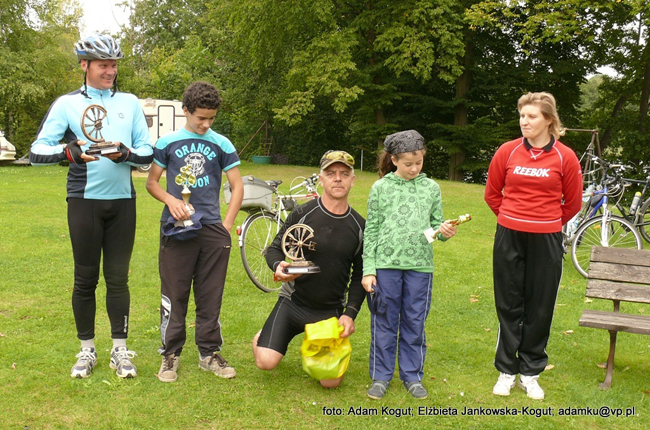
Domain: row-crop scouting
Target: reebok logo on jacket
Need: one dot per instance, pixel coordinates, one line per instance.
(530, 171)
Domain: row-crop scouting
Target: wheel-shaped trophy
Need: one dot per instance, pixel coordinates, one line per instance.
(91, 125)
(295, 240)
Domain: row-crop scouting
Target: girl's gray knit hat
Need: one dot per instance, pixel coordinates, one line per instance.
(404, 141)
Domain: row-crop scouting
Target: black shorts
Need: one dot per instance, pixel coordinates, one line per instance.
(288, 320)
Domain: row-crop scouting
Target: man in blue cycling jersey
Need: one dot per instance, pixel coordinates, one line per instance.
(100, 195)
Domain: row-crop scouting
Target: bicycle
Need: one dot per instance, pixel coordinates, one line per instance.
(639, 215)
(606, 229)
(267, 210)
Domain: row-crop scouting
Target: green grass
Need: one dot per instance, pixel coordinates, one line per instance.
(38, 338)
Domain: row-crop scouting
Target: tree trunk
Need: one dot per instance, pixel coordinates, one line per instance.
(607, 135)
(461, 109)
(645, 91)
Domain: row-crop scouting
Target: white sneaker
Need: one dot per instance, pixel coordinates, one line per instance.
(121, 361)
(531, 387)
(87, 359)
(504, 384)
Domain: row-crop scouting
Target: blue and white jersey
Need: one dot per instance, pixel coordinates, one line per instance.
(208, 155)
(125, 122)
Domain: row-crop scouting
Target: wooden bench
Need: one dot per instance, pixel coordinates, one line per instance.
(620, 275)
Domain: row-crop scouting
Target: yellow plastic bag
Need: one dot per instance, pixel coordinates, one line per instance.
(325, 355)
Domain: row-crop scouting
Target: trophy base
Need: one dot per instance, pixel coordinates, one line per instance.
(102, 150)
(184, 223)
(300, 270)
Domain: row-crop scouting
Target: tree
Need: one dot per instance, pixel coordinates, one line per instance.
(36, 39)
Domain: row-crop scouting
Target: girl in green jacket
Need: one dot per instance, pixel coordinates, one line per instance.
(398, 262)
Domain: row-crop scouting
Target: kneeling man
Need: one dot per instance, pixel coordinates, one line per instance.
(336, 290)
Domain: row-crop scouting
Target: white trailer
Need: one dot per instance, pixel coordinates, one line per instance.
(7, 150)
(163, 117)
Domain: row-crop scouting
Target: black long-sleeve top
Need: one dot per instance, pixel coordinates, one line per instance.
(338, 253)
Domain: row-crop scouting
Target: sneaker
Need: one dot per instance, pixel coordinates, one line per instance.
(504, 384)
(416, 389)
(531, 387)
(121, 361)
(378, 389)
(215, 363)
(87, 359)
(168, 368)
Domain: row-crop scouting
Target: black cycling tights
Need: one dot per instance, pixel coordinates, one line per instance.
(98, 226)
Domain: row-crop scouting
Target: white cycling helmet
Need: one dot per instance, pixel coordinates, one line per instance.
(98, 47)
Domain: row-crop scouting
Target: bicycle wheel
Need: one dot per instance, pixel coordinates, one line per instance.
(257, 235)
(621, 234)
(643, 220)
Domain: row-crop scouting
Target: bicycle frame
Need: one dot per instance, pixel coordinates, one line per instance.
(282, 206)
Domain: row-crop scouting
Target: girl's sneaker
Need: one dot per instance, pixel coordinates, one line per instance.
(121, 361)
(416, 389)
(531, 387)
(87, 359)
(504, 384)
(378, 389)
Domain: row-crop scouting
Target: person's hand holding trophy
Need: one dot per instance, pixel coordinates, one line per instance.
(91, 125)
(185, 179)
(294, 241)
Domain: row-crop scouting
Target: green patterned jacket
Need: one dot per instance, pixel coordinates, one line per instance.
(398, 213)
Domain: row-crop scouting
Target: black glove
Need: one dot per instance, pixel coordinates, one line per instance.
(125, 151)
(73, 152)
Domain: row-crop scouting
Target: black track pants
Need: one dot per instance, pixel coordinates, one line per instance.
(201, 264)
(527, 272)
(96, 227)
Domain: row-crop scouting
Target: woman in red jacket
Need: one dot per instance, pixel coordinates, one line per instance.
(534, 187)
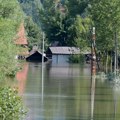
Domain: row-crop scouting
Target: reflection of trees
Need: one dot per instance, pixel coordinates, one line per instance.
(116, 95)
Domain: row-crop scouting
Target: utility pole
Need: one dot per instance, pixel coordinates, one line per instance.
(93, 72)
(43, 67)
(93, 60)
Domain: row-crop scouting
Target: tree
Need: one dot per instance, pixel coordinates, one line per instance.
(34, 33)
(10, 18)
(11, 106)
(60, 24)
(106, 17)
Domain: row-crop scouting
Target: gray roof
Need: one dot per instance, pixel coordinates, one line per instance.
(64, 50)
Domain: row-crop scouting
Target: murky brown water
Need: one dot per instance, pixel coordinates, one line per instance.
(67, 94)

########################################

DIRECTIONS: Omit the pictures and output all of the other material exactly.

CORRECT RESPONSE:
Domain: row-crop scouting
Target: reebok logo on jacket
Need: one dot per instance, pixel coordinates, one line per instance.
(530, 171)
Domain: row-crop scouting
Target: wheel-shaped trophy
Need: one dot per instance, pixel coordinates, one line per instance.
(91, 125)
(295, 240)
Domain: row-crop scouting
Target: girl's gray knit hat
Need: one dot per instance, pixel coordinates, one line per instance.
(404, 141)
Domain: row-crop scouting
Target: black shorts
Need: one dot per instance, pixel coordinates, one line per instance.
(288, 320)
Domain: row-crop scouting
Target: man in blue cycling jersey
Need: one dot per instance, pixel coordinates, one line per instance.
(100, 195)
Domain: row-crop scouting
Target: bicycle
Need: one dot per instance, pixel coordinates, one line per instance.
(639, 215)
(606, 229)
(267, 210)
Domain: row-crop scouting
Target: green grass
Need: one dot per instance, pixel coordinates, one line per instance.
(38, 338)
Domain: row-crop scouting
Target: tree trunk
Need: one dot per instance, pixel coordinates, one line per instance.
(607, 135)
(461, 109)
(645, 91)
Domain: row-crop scouting
Target: white sneaker
Need: one dot per instance, pixel coordinates, one line per instance.
(121, 361)
(531, 387)
(87, 359)
(504, 384)
Domain: row-crop scouting
Target: blue and white jersey
Need: one dot per instance, pixel coordinates, one line per instance.
(208, 155)
(125, 122)
Domain: row-crop scouting
Target: wooden bench
Need: one dot per instance, pixel coordinates, one line per instance.
(620, 275)
Domain: row-crop scouting
Target: yellow plastic bag
Need: one dot per instance, pixel coordinates, one line per instance.
(325, 355)
Domain: row-crop scouting
Target: trophy base
Need: one dot per instance, pixel coordinates, one line per instance.
(102, 150)
(184, 223)
(300, 270)
Domain: row-crop scouting
Target: tree
Need: one dot per instance, pixel coordinates, one line per instance.
(36, 39)
Domain: row-crop scouting
Target: girl in green jacket
Need: one dot per instance, pixel coordinates, one line per instance.
(398, 262)
Domain: row-crop scouting
Target: kneeling man
Need: one dot per instance, pixel coordinates, one line per instance.
(336, 290)
Domain: row-crop scouting
Target: white trailer
Need: one dot per instance, pixel coordinates, one line per instance.
(7, 150)
(163, 117)
Domain: row-crop scouting
Target: black long-sleeve top
Need: one dot per instance, pixel coordinates, one line per instance.
(338, 253)
Domain: row-crop scouting
Target: sneaker
Need: one dot per instance, pixel coordinates, one line per instance.
(504, 384)
(416, 389)
(531, 387)
(121, 361)
(378, 389)
(215, 363)
(87, 359)
(168, 368)
Domain: row-crop scouting
Target: black cycling tights
Need: one dot per instance, pixel coordinates, one line per instance.
(98, 226)
Domain: row-crop scouting
Target: white cycling helmet
Need: one dot per instance, pixel coordinates, one line per instance.
(98, 47)
Domain: row-crop scouting
Target: bicycle wheel
Need: one dot per instance, pixel coordinates, one line per instance.
(257, 235)
(621, 234)
(643, 220)
Domain: row-crop scouting
Target: bicycle frame
Need: one dot per instance, pixel coordinates, one line per instance.
(282, 206)
Domain: row-crop scouting
Target: girl's sneaker
Need: one dot per instance, pixel coordinates, one line per instance.
(121, 361)
(416, 389)
(531, 387)
(87, 359)
(504, 384)
(378, 389)
Domain: row-crop scouting
Target: person's hand holding trophy
Need: one dot per instance, pixel coordinates, one line per instance.
(91, 125)
(185, 179)
(294, 241)
Domain: row-crop scouting
Target: green patterned jacket
Need: one dot per instance, pixel coordinates, one line per instance.
(398, 213)
Domain: row-crop scouting
Target: black glove
Need: one dot per instance, pixel coordinates, one line per instance.
(125, 151)
(73, 152)
Domain: row-crop scouting
Target: black track pants
Need: one dot per instance, pixel coordinates, one line per instance.
(201, 264)
(527, 272)
(96, 227)
Domain: row-crop scouting
Target: woman in red jacket
Need: one dot per instance, pixel coordinates, one line per instance.
(534, 187)
Domain: row-crop scouting
Target: reflection of trees
Need: one dot per instance, pixel coordinates, one line per instance.
(116, 95)
Domain: row-crop scouting
Target: utility pole
Need: one dot per instance, pixel coordinates, one line per instance.
(93, 72)
(43, 67)
(93, 60)
Domain: row-crop scouting
Target: tree
Need: one dot per instance, pixel coordinates, one line per instance.
(34, 33)
(10, 18)
(11, 106)
(60, 24)
(106, 17)
Domain: row-crop scouting
Target: gray roof
Need: one dot per instance, pixel coordinates, one line per instance.
(64, 50)
Domain: row-crop scouting
Target: murky brown water
Need: one dot per instance, pixel coordinates, one line per instance.
(67, 94)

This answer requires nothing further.